## Passage
An electoral clash, select committee elections as speed dating, and Ed Miliband’s political convalescence.

Members of Labour’s disconsolate majority, sitting in tight knots in the tearoom as the MP with the best maths skills calculates who will survive and who will die, based on the latest bad poll, observe that Jeremy Corbyn has never been so loyal to the party leadership. The past 13 months, one told me, have been the Islington rebel’s longest spell without voting against Labour. The MP was contradicted by a colleague who argued that, in voting against Trident renewal, Corbyn had defied party policy. There is Labour chatter that an early general election would be a mercy killing if it put the party out of its misery and removed Corbyn next year. In 2020, it is judged, defeat will be inevitable.

The next London mayoral contest is scheduled for the same date as a 2020 election: 7 May. Sadiq Khan’s people whisper that when they mentioned the clash to ministers, they were assured it won’t happen. They are uncertain whether this indicates that the mayoral contest will be moved, or that there will be an early general election. Intriguing.

An unguarded retort from the peer Jim O’Neill seems to confirm that a dispute over the so-called Northern Powerhouse triggered his walkout from the Treasury last month. O’Neill, a fanboy of George Osborne and a former Goldman Sachs chief economist, gave no reason when he quit Theresa May’s government and resigned the Tory whip in the Lords. He joined the dots publicly when the Resolution Foundation’s director, Torsten Bell, queried the northern project. “Are you related to the PM?” shot back the Mancunian O’Neill. It’s the way he tells ’em.

## Dataset extract
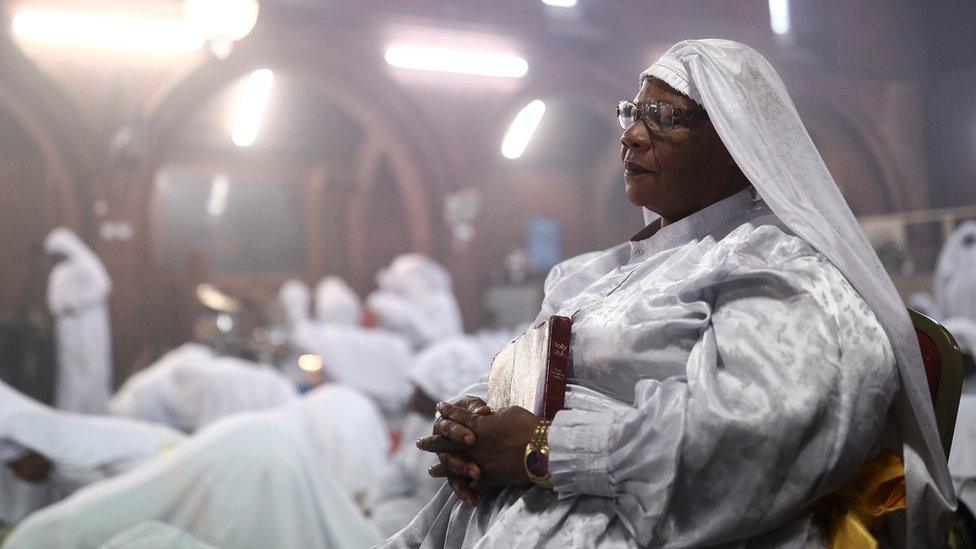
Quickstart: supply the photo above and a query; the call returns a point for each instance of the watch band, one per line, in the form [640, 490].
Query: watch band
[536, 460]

## Problem to solve
Resume the Westminster gossip column after its last line, adding a few more short items in the same tone.

## Answer
Talk has quietened in Westminster Labour ranks of a formal challenge to Corbyn since this year’s attempt backfired, but the Tories fear Lisa Nandy, should the leader fall under a solar-powered ecotruck selling recycled organic knitwear.

The Wigan warrior is enjoying favourable reviews for her forensic examination of the troubled inquiry into historic child sex abuse. After Nandy put May on the spot, the Tory three-piece suit Alec Shelbrooke was overheard muttering: “I hope she never runs for leader.” Anna Soubry and Nicky Morgan, the Thelma and Louise of Tory opposition to Mayhem, were observed nodding in agreement.

Select committee elections are like speed dating. “Who are you?” inquired Labour’s Kevan Jones (Granite Central)of a stranger seeking his vote. She explained that she was Victoria Borwick, the Tory MP for Kensington, but that didn’t help. “This is the first time you’ve spoken to me,” Jones continued, “so the answer’s no.” The aloof Borwick lost, by the way.

Ed Miliband is joining Labour’s relaunched Tribune Group of MPs to continue his political convalescence. Next stop: the shadow cabinet?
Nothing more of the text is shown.